--- begin Material shown ---

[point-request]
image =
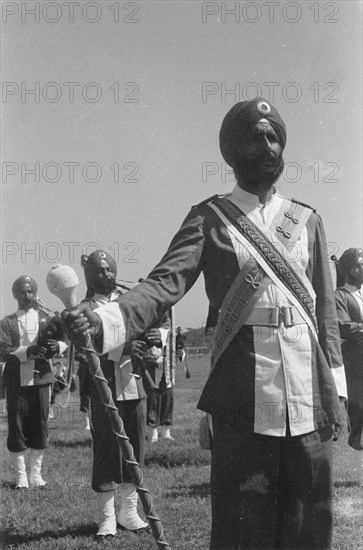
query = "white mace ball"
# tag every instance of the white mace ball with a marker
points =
(62, 281)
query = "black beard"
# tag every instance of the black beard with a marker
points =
(255, 174)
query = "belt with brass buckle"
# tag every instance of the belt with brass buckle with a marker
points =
(274, 316)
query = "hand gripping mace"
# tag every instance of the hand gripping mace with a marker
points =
(62, 281)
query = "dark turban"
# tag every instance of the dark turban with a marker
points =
(241, 119)
(20, 282)
(349, 259)
(92, 263)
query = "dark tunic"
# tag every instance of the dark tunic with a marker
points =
(351, 325)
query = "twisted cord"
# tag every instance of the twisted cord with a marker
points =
(118, 429)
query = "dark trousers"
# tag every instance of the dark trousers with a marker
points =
(28, 409)
(355, 421)
(160, 407)
(109, 468)
(270, 492)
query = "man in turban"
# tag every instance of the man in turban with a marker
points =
(277, 372)
(109, 469)
(349, 301)
(28, 342)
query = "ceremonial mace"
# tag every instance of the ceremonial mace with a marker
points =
(62, 281)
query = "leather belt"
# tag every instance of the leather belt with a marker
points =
(274, 316)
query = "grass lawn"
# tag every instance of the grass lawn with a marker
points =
(62, 515)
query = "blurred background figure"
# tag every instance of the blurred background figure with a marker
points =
(349, 302)
(160, 363)
(109, 469)
(29, 340)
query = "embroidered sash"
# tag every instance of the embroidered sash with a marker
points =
(265, 262)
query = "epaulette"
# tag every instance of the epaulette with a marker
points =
(303, 204)
(206, 201)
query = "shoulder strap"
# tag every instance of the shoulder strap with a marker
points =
(276, 262)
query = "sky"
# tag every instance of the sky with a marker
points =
(111, 113)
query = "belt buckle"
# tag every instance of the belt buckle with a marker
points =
(274, 316)
(286, 316)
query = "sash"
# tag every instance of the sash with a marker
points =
(265, 262)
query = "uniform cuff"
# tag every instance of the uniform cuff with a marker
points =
(164, 335)
(340, 381)
(21, 353)
(62, 347)
(113, 327)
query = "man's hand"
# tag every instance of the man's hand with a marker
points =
(153, 337)
(81, 323)
(338, 426)
(52, 348)
(36, 352)
(138, 349)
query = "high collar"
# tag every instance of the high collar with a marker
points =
(21, 312)
(244, 196)
(352, 288)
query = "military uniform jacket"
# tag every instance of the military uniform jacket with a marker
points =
(350, 320)
(14, 355)
(308, 377)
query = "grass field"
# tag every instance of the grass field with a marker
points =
(62, 516)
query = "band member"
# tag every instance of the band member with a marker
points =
(109, 469)
(277, 372)
(28, 342)
(349, 301)
(160, 403)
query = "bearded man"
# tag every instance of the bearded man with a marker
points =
(276, 373)
(28, 342)
(349, 301)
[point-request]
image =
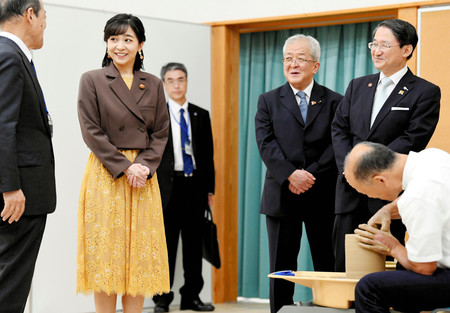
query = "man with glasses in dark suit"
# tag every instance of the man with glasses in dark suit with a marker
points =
(186, 180)
(395, 108)
(27, 178)
(293, 133)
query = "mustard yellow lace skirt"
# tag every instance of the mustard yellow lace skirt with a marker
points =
(121, 241)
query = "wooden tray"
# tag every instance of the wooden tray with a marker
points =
(329, 289)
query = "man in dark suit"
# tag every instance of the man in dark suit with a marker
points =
(27, 180)
(294, 139)
(394, 108)
(186, 181)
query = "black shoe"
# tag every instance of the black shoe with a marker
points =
(161, 308)
(196, 305)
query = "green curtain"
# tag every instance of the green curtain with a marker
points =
(344, 55)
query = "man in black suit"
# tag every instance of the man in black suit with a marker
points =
(394, 108)
(186, 180)
(294, 139)
(27, 180)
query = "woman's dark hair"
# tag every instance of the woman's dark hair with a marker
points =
(118, 25)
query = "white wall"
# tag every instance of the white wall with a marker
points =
(202, 11)
(73, 45)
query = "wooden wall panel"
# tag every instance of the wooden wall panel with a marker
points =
(435, 67)
(225, 125)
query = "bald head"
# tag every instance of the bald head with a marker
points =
(375, 170)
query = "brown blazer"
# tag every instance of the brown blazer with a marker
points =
(113, 117)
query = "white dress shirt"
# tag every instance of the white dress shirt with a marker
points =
(174, 109)
(425, 206)
(307, 91)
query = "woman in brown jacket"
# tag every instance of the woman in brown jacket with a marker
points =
(124, 122)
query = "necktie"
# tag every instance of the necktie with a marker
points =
(188, 167)
(49, 118)
(303, 105)
(380, 98)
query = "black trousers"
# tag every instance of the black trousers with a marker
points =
(403, 290)
(184, 215)
(19, 247)
(284, 245)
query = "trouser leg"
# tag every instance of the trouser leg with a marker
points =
(19, 248)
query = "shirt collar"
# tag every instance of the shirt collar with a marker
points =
(307, 90)
(396, 76)
(175, 107)
(18, 42)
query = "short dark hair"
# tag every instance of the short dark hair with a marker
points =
(118, 25)
(13, 8)
(378, 158)
(172, 66)
(403, 31)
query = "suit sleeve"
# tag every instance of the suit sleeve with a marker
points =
(11, 85)
(326, 161)
(91, 129)
(271, 154)
(151, 157)
(422, 122)
(340, 130)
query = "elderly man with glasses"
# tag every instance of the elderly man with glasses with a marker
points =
(293, 133)
(393, 107)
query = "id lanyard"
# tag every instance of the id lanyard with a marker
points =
(185, 130)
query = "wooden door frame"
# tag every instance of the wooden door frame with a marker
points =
(225, 115)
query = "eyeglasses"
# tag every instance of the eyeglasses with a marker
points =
(382, 46)
(173, 82)
(290, 60)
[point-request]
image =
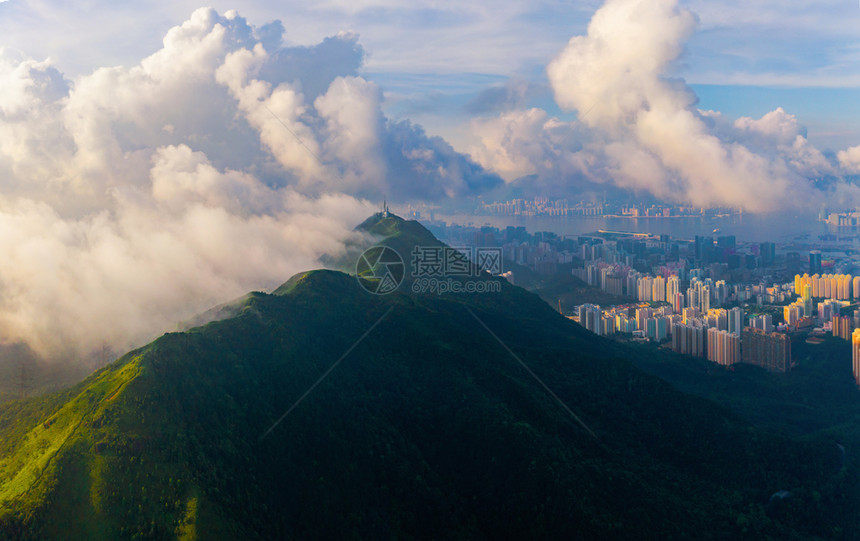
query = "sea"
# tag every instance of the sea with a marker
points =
(777, 227)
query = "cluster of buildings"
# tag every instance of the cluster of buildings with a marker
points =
(719, 335)
(542, 206)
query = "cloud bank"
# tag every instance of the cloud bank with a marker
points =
(134, 197)
(639, 128)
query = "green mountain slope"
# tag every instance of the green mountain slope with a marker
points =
(429, 428)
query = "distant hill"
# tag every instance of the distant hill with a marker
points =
(430, 427)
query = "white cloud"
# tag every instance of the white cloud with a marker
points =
(639, 128)
(134, 197)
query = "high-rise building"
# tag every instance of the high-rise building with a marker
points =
(843, 326)
(723, 347)
(807, 300)
(814, 262)
(855, 349)
(767, 252)
(678, 303)
(771, 351)
(736, 320)
(673, 287)
(658, 289)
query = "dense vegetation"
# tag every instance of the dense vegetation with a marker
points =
(429, 428)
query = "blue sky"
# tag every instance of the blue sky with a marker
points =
(745, 58)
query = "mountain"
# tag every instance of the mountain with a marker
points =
(322, 411)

--- end Material shown ---

Problem
Pick out every line of the records above that contains the string "sleeve" and copy each one. Uppercase and lowercase count as different letters.

The solution
query = "suit sleeve"
# tag every instance of the suit sleeve with a marker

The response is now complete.